* Start Material for the task *

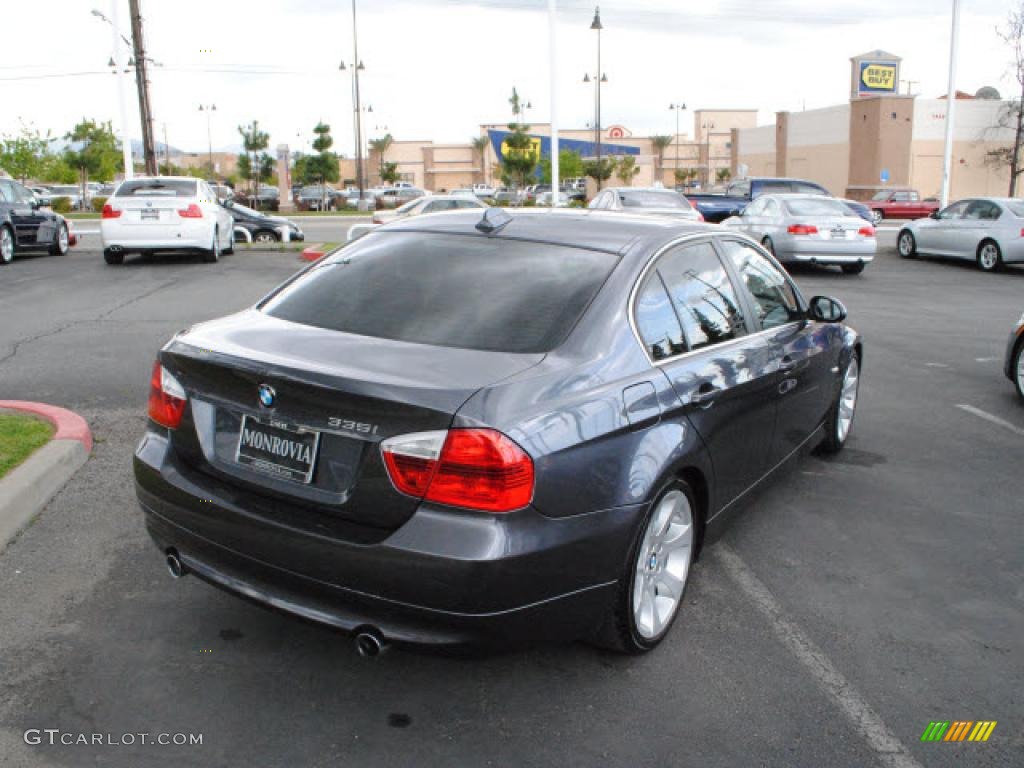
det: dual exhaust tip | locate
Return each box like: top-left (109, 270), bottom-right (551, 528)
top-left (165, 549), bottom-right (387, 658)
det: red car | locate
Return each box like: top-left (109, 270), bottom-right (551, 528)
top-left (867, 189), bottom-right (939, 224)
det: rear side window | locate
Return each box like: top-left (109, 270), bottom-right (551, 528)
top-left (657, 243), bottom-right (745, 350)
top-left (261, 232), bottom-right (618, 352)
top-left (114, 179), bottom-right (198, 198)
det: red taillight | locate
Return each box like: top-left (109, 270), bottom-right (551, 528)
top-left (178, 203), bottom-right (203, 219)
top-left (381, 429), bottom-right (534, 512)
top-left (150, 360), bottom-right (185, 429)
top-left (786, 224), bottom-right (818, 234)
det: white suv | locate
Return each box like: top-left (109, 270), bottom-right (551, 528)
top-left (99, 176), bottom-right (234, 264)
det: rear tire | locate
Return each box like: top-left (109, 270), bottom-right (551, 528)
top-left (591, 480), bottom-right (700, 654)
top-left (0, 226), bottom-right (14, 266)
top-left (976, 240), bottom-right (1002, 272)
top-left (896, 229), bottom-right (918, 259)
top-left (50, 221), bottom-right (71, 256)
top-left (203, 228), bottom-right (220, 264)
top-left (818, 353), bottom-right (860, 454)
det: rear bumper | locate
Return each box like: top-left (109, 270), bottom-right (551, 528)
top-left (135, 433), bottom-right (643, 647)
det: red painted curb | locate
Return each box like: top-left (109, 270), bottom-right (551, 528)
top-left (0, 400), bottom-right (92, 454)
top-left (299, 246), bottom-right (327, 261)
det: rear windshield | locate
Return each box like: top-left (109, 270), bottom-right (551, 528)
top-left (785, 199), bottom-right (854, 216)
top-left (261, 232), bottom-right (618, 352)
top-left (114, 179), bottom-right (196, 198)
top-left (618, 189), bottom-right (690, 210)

* End Material for the task *

Arrange every line of the records above as a JSON list of strings, one string per line, with blank lines skipped. Leave the pictures out.

[
  "det: dual exhaust tip | locate",
  "Return each box like: top-left (109, 270), bottom-right (551, 528)",
  "top-left (165, 549), bottom-right (387, 658)",
  "det: red car | locate",
  "Return each box like: top-left (109, 270), bottom-right (551, 528)",
  "top-left (867, 189), bottom-right (939, 224)",
  "det: rear side window | locate",
  "Return each box like: top-left (109, 270), bottom-right (551, 528)",
  "top-left (657, 243), bottom-right (745, 350)",
  "top-left (261, 232), bottom-right (618, 352)",
  "top-left (114, 179), bottom-right (198, 198)",
  "det: red taillight | locate",
  "Return each box like: top-left (109, 270), bottom-right (551, 528)",
  "top-left (178, 203), bottom-right (203, 219)",
  "top-left (381, 429), bottom-right (534, 512)",
  "top-left (150, 360), bottom-right (185, 429)",
  "top-left (786, 224), bottom-right (818, 234)",
  "det: white suv | locate",
  "Return each box like: top-left (109, 270), bottom-right (551, 528)",
  "top-left (99, 176), bottom-right (234, 264)",
  "det: rear tire | locate",
  "Return each box like: top-left (109, 270), bottom-right (551, 528)",
  "top-left (591, 480), bottom-right (700, 654)",
  "top-left (0, 226), bottom-right (14, 266)",
  "top-left (976, 240), bottom-right (1002, 272)",
  "top-left (896, 229), bottom-right (918, 259)",
  "top-left (50, 221), bottom-right (71, 256)",
  "top-left (203, 228), bottom-right (220, 264)",
  "top-left (818, 353), bottom-right (860, 454)",
  "det: rear bumper | locate",
  "Return each box like: top-left (109, 270), bottom-right (551, 528)",
  "top-left (135, 433), bottom-right (643, 647)",
  "det: red painted curb | locate",
  "Return each box like: top-left (109, 270), bottom-right (551, 528)",
  "top-left (0, 400), bottom-right (92, 454)",
  "top-left (299, 246), bottom-right (327, 261)",
  "det: rear windshield | locate",
  "Return each box like: top-left (109, 270), bottom-right (551, 528)",
  "top-left (785, 199), bottom-right (854, 216)",
  "top-left (261, 232), bottom-right (618, 352)",
  "top-left (114, 179), bottom-right (196, 198)",
  "top-left (618, 189), bottom-right (690, 210)"
]